---------- Article ----------
Rodrigo Gerardo de Jesús Arias Sánchez (born 26 July 1946) is a Costa Rican lawyer and politician who has been President of the Legislative Assembly of Costa Rica since 2022. He also served as Minister of the Presidency during the two governments of his brother, Óscar Arias Sánchez, from 1986 to 1990 and 2006 to 2010.

Early life and education 
Sánchez was born in Heredia on 26 July 1946, the second child after Óscar Arias, of Juan Rafael Arias Trejos and Lylliam Sánchez Cortés. 

Sánchez graduated from the University of Costa Rica with a Bachelor of Laws in 1969 before earning a Master of Laws from the University of Pennsylvania in 1971.

Political career 
Sánchez was elected municipal councilor of Heredia for the four-year term 1974–1978. He achieved this victory even though he had not always been a member of the ranks of the National Liberation Party – as his brother Óscar Arias – because as a young man he sympathized with the presidential candidacy of José Joaquín Trejos, of the National Unification Party, who ruled from 1966 to 1970.
----------
Problem statement:
Carry the article on Rodrigo Arias Sánchez forward from its final sentence. The entries that follow have no connection to the article on Rodrigo Arias Sánchez.
---------- Data extract ----------
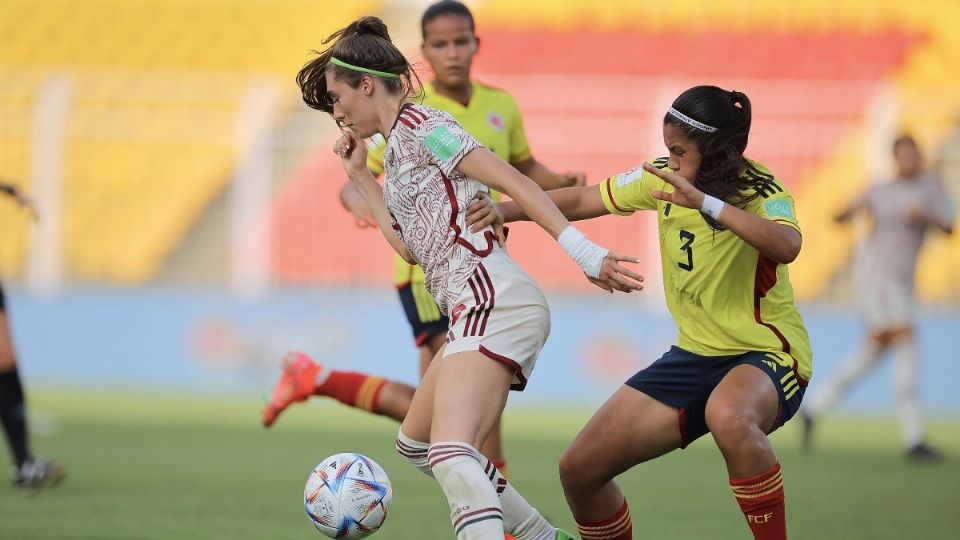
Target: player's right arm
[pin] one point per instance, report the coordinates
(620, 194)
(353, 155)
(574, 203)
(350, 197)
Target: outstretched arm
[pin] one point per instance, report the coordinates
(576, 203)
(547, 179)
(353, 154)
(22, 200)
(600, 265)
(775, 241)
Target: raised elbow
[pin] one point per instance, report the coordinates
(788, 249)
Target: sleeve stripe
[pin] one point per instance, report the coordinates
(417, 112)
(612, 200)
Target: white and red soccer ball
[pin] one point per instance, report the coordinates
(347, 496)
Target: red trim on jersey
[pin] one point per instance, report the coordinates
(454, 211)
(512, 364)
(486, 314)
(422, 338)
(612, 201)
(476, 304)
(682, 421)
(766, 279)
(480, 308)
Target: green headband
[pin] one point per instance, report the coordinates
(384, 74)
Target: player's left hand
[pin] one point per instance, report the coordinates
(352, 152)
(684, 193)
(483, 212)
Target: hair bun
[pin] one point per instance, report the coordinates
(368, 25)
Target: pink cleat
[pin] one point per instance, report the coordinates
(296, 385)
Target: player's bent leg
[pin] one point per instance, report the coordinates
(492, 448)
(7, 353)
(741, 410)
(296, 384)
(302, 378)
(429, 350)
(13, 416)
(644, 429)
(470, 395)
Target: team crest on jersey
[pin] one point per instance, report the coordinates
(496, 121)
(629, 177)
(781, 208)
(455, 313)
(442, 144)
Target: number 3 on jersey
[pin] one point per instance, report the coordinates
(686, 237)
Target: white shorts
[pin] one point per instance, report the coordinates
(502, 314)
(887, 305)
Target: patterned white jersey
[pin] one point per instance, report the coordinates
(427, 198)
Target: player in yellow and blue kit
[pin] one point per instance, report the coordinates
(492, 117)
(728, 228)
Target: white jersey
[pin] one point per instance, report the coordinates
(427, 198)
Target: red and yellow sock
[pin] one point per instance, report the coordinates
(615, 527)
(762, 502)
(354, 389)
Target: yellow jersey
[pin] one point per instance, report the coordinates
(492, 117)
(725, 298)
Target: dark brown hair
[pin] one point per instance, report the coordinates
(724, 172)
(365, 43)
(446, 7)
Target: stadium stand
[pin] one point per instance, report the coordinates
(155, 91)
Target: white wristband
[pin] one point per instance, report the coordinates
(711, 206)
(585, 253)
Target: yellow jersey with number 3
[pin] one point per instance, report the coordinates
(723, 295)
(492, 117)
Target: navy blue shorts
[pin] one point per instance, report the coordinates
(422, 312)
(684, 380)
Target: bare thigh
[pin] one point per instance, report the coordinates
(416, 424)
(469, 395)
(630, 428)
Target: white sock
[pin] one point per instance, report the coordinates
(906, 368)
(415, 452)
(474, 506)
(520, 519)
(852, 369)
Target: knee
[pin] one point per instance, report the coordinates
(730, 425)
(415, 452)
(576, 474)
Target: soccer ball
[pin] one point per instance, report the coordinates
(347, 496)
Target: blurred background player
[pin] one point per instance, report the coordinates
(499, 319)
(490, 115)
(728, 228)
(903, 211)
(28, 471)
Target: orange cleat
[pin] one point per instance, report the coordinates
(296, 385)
----------
---------- Data extract ----------
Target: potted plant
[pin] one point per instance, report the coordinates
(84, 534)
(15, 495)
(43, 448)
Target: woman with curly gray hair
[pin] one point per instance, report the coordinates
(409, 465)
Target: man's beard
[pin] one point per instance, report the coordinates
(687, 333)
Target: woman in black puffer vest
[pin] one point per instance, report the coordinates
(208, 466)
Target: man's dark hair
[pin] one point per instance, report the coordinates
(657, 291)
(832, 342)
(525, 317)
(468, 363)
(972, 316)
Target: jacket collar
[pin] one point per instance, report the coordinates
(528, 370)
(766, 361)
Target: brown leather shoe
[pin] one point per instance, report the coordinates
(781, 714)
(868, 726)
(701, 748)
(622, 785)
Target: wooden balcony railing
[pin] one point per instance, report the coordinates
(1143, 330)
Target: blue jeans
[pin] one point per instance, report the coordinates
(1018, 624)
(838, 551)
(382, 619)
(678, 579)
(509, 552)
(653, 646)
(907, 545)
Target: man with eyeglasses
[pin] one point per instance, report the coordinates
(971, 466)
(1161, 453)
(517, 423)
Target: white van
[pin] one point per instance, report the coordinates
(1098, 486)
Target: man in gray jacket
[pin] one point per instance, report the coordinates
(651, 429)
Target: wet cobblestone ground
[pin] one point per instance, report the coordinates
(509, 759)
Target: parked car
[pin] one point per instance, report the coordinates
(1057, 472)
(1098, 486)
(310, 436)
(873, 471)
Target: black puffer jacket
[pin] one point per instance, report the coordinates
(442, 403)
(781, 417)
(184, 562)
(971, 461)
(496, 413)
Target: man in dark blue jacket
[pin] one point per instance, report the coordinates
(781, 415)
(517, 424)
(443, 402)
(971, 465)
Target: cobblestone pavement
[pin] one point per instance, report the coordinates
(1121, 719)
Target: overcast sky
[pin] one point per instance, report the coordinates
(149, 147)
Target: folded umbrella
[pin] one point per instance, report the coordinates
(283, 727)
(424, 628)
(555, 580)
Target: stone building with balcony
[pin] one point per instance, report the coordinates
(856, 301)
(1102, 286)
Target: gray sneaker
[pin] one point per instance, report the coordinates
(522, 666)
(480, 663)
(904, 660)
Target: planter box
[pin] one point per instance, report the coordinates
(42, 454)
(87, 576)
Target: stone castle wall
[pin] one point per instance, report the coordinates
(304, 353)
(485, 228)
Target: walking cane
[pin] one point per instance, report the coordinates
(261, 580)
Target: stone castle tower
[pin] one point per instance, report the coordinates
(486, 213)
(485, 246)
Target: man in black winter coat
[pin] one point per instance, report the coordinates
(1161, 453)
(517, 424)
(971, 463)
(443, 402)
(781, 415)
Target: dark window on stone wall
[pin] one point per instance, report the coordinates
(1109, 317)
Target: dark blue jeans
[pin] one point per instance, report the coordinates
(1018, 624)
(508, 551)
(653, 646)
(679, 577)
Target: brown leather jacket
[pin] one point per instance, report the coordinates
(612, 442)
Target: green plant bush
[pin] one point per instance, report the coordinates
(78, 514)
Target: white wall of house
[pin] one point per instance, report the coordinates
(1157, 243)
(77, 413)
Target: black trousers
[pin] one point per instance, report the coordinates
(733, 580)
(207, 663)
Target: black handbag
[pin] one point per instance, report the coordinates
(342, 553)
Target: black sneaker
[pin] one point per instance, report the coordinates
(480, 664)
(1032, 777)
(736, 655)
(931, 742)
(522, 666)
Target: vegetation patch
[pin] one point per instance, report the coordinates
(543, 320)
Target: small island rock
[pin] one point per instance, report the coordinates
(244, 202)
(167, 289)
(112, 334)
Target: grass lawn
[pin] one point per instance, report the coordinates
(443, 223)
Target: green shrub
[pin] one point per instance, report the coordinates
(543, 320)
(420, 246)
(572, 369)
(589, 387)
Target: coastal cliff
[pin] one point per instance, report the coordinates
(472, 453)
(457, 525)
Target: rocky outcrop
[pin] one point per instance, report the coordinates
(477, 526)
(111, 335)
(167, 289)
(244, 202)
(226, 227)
----------
---------- Data extract ----------
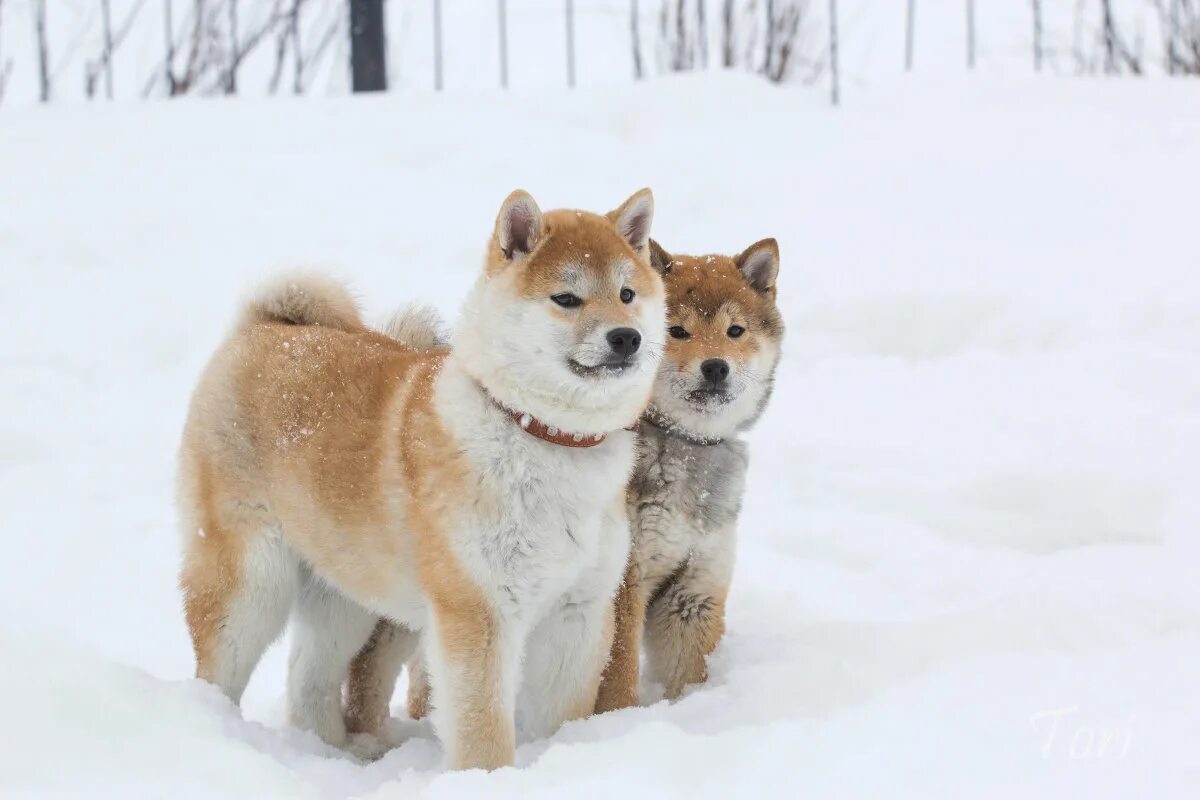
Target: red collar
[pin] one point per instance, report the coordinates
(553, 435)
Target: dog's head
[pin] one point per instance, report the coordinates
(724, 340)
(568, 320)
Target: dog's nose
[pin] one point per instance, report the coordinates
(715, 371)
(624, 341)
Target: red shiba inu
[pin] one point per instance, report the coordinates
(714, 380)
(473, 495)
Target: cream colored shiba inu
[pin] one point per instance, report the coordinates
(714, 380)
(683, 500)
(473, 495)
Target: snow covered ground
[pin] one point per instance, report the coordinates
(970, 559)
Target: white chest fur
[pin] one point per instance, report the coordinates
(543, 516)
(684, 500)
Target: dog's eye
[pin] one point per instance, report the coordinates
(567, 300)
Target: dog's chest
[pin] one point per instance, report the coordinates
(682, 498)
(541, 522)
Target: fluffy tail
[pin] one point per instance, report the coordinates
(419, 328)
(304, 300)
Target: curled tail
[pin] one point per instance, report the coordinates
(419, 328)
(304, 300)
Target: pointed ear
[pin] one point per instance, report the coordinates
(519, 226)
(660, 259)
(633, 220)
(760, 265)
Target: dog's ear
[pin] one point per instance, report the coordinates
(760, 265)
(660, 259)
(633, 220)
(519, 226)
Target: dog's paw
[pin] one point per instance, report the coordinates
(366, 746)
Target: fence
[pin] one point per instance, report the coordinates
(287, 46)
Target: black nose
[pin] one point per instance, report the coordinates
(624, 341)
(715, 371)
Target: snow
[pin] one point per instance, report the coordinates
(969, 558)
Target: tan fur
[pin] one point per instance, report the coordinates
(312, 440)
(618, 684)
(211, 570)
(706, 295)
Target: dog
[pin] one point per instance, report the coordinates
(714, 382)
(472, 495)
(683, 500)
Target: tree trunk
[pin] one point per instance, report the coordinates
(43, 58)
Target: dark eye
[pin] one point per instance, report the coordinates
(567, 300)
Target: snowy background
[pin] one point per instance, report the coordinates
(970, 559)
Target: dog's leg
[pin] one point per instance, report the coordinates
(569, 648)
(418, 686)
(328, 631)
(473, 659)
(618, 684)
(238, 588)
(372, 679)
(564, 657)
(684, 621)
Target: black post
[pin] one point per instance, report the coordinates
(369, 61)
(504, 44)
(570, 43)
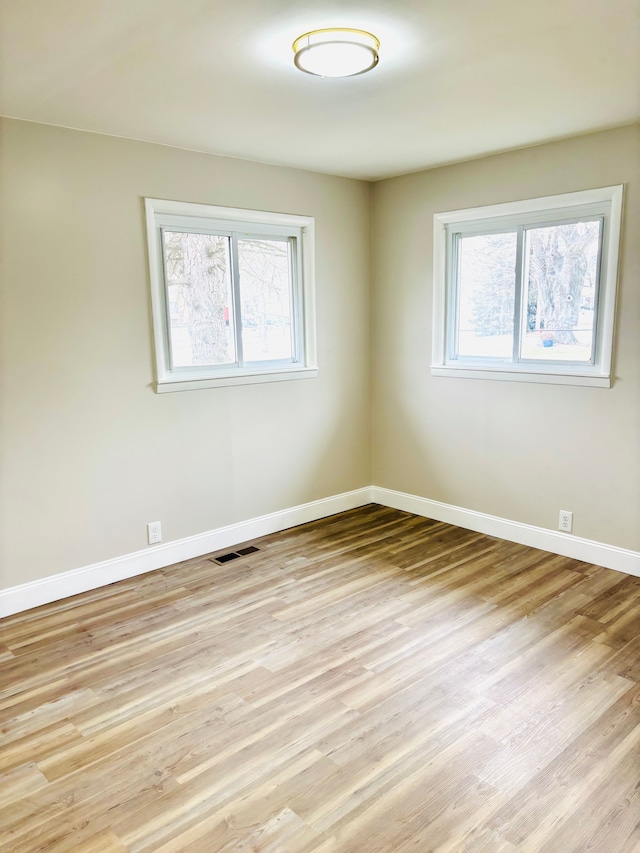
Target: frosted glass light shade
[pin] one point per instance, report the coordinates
----------
Output:
After being Advisor to the President of the Republic, Sánchez was appointed as Minister of the Presidency during the two governments of his brother, Óscar Arias Sánchez, from 1986 to 1990 and 2006 to 2010. During his tenures as Minister, Sánchez played an important role as a government spokesman and in favor of CAFTA implementation laws. In March 2009, Rodrigo Arias Sánchez declared himself in favor of a constitutional reform.

Following the general elections, on 1 May 2022, Sánchez was elected President of the Legislative Assembly of Costa Rica with 50 votes in favour.

References 

Living people
1946 births
National Liberation Party (Costa Rica) politicians
Presidents of the Legislative Assembly of Costa Rica
20th-century Costa Rican politicians
21st-century Costa Rican politicians
University of Costa Rica alumni
University of Pennsylvania Law School alumni
20th-century Costa Rican lawyers
People from Heredia (canton)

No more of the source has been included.